Task details:
The output should consist solely of the line containing "negative clicks: (376, 165) (377, 149)" and all lines after it through the final line of the entries below, reproduced exactly.
** Input data follows **
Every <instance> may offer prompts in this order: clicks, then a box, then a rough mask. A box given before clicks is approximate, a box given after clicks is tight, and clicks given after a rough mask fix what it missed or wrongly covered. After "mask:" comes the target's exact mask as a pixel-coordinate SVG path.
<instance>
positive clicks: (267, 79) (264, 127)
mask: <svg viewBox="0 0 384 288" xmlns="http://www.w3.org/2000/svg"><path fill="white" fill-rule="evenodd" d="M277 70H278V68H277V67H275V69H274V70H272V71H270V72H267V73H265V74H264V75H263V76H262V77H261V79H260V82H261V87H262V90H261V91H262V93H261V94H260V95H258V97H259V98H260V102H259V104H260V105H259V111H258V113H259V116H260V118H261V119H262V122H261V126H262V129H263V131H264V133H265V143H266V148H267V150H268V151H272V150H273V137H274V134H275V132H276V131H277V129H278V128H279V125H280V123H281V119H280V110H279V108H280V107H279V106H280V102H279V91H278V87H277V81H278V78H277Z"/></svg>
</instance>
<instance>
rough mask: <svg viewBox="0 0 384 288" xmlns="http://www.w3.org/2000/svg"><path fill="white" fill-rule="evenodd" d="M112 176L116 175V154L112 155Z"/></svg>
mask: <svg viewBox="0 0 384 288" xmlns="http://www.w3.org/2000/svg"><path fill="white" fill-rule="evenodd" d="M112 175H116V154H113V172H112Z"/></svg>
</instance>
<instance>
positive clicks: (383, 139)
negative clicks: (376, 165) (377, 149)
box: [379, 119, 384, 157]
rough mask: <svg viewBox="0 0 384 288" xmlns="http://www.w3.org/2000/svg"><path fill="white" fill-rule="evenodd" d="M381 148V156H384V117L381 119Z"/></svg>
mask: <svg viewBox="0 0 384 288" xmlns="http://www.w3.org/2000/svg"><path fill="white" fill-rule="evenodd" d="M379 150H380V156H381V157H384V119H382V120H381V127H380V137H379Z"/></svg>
** End of Input data **
Response to this task:
negative clicks: (376, 165) (377, 149)
box: [379, 119, 384, 157]
rough mask: <svg viewBox="0 0 384 288" xmlns="http://www.w3.org/2000/svg"><path fill="white" fill-rule="evenodd" d="M381 148V156H384V117L381 119Z"/></svg>
mask: <svg viewBox="0 0 384 288" xmlns="http://www.w3.org/2000/svg"><path fill="white" fill-rule="evenodd" d="M379 150H380V156H381V157H384V119H382V120H381V127H380V137H379Z"/></svg>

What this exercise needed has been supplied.